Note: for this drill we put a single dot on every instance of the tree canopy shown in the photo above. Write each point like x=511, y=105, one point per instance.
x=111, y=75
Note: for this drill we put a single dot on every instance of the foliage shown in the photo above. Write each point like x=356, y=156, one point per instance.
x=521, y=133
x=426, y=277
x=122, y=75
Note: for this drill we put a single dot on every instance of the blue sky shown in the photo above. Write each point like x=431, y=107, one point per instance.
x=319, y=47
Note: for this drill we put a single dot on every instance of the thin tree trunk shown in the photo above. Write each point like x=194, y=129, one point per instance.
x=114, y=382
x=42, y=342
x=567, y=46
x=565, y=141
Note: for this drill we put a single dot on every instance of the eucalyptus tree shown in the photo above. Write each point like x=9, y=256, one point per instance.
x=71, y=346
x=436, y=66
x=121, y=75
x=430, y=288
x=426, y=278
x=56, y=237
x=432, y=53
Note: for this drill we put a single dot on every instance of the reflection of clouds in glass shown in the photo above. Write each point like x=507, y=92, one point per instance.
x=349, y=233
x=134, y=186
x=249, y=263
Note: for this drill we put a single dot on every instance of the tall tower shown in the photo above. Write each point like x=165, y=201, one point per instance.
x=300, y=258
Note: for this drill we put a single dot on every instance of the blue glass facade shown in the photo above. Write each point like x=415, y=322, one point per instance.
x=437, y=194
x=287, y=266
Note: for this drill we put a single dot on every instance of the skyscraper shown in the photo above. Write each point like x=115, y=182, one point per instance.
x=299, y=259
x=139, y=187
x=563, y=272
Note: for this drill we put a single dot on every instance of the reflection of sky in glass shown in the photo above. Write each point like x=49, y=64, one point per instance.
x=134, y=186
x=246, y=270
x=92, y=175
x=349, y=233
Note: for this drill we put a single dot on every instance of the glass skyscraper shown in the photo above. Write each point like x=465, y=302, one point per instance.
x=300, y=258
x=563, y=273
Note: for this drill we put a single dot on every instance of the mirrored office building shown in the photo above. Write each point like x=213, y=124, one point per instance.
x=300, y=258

****************

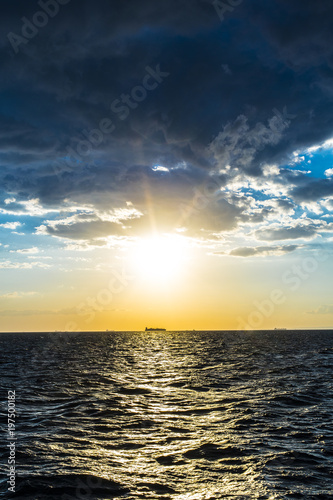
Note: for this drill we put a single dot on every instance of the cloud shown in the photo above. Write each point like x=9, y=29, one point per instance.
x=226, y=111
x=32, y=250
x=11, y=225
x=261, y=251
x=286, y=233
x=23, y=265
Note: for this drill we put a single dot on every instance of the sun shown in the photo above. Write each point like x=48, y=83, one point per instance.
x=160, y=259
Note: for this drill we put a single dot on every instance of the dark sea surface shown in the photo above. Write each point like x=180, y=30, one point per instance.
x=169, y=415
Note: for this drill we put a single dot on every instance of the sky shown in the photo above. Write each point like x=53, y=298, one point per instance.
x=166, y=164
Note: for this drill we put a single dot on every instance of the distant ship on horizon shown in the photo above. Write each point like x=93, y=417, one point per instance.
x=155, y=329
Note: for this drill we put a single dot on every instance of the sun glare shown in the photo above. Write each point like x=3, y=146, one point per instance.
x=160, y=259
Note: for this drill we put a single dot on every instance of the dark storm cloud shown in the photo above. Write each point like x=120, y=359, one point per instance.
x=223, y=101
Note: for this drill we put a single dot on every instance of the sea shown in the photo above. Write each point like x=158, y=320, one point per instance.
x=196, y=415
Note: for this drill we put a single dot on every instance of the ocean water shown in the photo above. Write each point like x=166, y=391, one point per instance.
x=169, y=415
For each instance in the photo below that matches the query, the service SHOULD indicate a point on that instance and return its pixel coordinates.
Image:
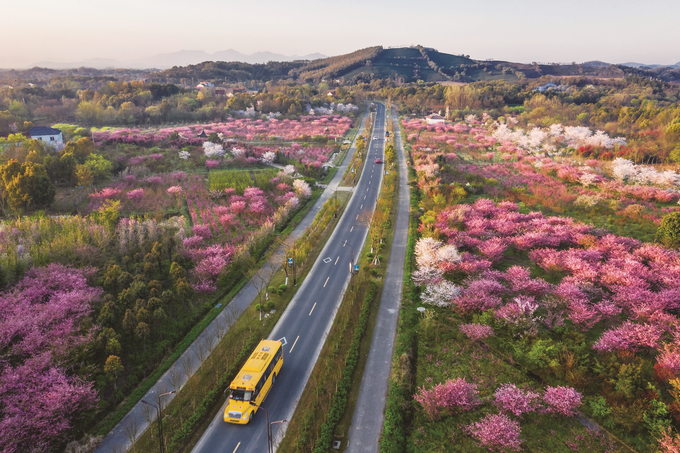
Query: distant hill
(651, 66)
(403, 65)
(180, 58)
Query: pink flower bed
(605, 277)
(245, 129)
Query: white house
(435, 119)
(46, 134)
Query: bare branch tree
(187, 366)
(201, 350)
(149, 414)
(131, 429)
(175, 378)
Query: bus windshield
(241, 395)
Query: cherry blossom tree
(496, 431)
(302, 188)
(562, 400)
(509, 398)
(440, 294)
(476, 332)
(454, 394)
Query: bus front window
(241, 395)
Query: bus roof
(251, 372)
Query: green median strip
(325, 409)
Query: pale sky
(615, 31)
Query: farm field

****************

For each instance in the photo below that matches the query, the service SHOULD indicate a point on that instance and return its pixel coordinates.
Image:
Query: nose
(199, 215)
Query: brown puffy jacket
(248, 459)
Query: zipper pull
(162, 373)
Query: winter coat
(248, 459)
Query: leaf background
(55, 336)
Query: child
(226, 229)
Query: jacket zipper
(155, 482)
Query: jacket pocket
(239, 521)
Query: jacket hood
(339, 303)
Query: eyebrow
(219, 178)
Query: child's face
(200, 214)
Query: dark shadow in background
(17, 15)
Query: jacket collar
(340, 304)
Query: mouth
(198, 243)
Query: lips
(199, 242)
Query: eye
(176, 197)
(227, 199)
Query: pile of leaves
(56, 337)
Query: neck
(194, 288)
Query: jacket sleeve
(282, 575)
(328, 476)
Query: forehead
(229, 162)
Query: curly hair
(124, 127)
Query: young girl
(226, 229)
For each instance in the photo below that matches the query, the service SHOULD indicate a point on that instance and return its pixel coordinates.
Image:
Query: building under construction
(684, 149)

****************

PROMPT:
Taking the entries above, restate exactly those lines that fall between the line with "Query: white house" and the line with "Query: farm field", keeping both of those lines too.

RESPONSE:
Query: white house
(435, 119)
(46, 134)
Query: bare branch tree
(187, 366)
(201, 350)
(149, 414)
(131, 429)
(175, 378)
Query: bus windshield
(241, 395)
Query: cherry blossom tree
(496, 431)
(302, 188)
(562, 400)
(509, 398)
(440, 294)
(476, 332)
(454, 394)
Query: bus front window
(241, 395)
Query: bus roof
(251, 372)
Query: green median strip
(325, 409)
Query: pale sky
(615, 31)
Query: farm field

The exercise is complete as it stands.